Recorded information:
** start **

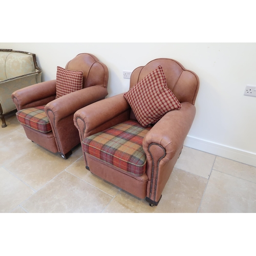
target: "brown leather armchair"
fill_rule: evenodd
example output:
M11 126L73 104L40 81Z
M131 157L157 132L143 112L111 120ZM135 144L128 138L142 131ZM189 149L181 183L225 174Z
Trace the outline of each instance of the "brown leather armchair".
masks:
M21 124L28 139L67 159L72 154L71 149L80 143L73 120L74 113L105 97L109 71L104 63L88 53L78 54L65 69L83 71L82 89L56 98L56 80L52 80L16 91L12 98L18 111L44 106L42 114L49 119L51 131L42 132L32 125Z
M162 192L181 152L195 116L194 104L199 88L199 79L195 73L185 69L174 60L161 58L136 68L131 77L130 89L159 65L163 68L168 88L181 103L182 107L179 110L167 112L152 127L140 126L124 94L86 106L77 111L74 116L74 123L79 131L87 169L138 198L145 198L151 206L158 204ZM127 123L137 125L141 129L140 134L144 135L140 146L141 150L143 148L142 157L145 159L145 171L139 175L134 172L136 171L136 166L128 171L115 164L117 161L122 161L122 156L125 155L130 148L122 146L123 155L121 154L119 159L117 156L113 161L110 156L103 159L102 152L100 151L98 154L92 153L93 149L87 146L88 141L95 138L98 140L96 144L105 143L104 140L108 136L104 135L117 134L117 126L122 130L120 124L124 126ZM137 139L138 140L139 138L136 136L131 137L131 140ZM114 146L111 151L115 151ZM135 156L131 156L134 157ZM133 172L134 173L131 173Z

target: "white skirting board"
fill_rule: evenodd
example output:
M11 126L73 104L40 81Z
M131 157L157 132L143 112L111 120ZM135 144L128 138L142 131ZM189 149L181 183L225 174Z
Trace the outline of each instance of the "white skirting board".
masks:
M256 154L187 136L184 145L256 167Z

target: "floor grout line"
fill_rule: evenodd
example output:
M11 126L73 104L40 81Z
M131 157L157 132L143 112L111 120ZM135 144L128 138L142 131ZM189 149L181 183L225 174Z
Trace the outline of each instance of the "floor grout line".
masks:
M34 191L35 191L35 193L36 193L37 190L36 190L34 188L33 188L33 187L31 187L29 185L28 185L28 184L27 184L24 181L22 180L20 178L19 178L18 177L16 176L15 174L13 174L11 172L10 172L10 170L9 170L4 166L3 166L2 168L3 168L4 169L5 169L5 170L6 170L7 172L8 172L8 173L9 173L12 175L13 175L13 176L14 176L15 178L16 178L17 179L18 179L18 180L20 180L22 182L23 182L23 183L24 183L26 186L28 186L30 188L31 188Z
M214 159L214 162L212 163L212 165L211 166L211 169L210 170L210 174L209 175L209 177L207 179L208 180L207 180L207 182L206 183L206 185L205 186L205 187L204 188L204 192L203 193L203 195L202 196L202 198L201 199L200 203L199 204L199 206L198 206L198 208L197 209L197 213L198 213L198 214L199 213L199 210L200 210L200 208L201 208L201 205L202 204L202 202L203 202L203 199L204 198L204 194L205 193L205 191L206 190L206 188L208 186L208 183L209 183L209 180L210 180L210 176L211 175L211 172L212 172L212 170L214 169L214 164L215 163L215 161L216 160L216 157L217 157L217 156L215 156L215 158Z
M232 177L233 178L237 178L237 179L239 179L240 180L244 180L245 181L248 181L248 182L250 182L251 183L256 184L256 182L253 182L253 181L251 181L250 180L246 180L245 179L243 179L242 178L240 178L240 177L239 177L237 176L234 176L233 175L231 175L231 174L227 174L226 173L224 173L224 172L222 172L221 170L217 170L216 169L213 169L213 170L216 170L216 172L219 172L219 173L221 173L224 174L226 174L227 175Z
M84 182L86 182L86 183L88 184L89 185L91 185L91 186L92 186L93 187L95 187L95 188L97 188L97 189L101 191L102 192L103 192L104 193L105 193L105 194L106 195L108 195L109 196L111 196L111 197L113 197L114 198L116 196L112 196L111 195L110 195L109 193L107 193L106 192L102 190L102 189L101 189L100 188L99 188L98 187L96 187L95 186L94 186L94 185L93 185L92 184L91 184L91 183L89 183L89 182L88 182L88 181L86 181L84 180L83 180L82 179L81 179L81 178L79 177L77 177L76 175L75 175L74 174L72 174L71 173L70 173L69 172L68 172L68 170L65 170L67 173L69 173L69 174L71 174L71 175L73 175L73 176L75 177L76 178L77 178L78 179L79 179L79 180L82 180L82 181L83 181ZM117 193L118 194L118 193Z

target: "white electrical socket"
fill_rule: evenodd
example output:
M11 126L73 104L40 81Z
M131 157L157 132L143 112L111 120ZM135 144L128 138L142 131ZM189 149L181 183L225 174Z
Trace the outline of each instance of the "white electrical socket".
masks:
M256 97L256 86L247 84L245 87L244 95Z
M123 76L124 78L130 79L132 75L132 71L123 71Z

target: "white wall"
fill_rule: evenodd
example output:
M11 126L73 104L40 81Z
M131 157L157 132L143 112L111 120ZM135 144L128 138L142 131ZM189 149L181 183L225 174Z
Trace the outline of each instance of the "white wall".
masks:
M156 58L175 59L196 72L200 88L197 115L185 145L256 166L256 98L243 95L256 85L255 43L0 43L1 48L35 53L42 79L55 79L77 54L95 55L109 68L109 97L126 91L122 71Z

** end **

What to do:
Pick out and copy every line of the listing that contains the string "board". Case counts.

Result of the task:
target: "white skirting board"
Trace the outline of each instance of the "white skirting board".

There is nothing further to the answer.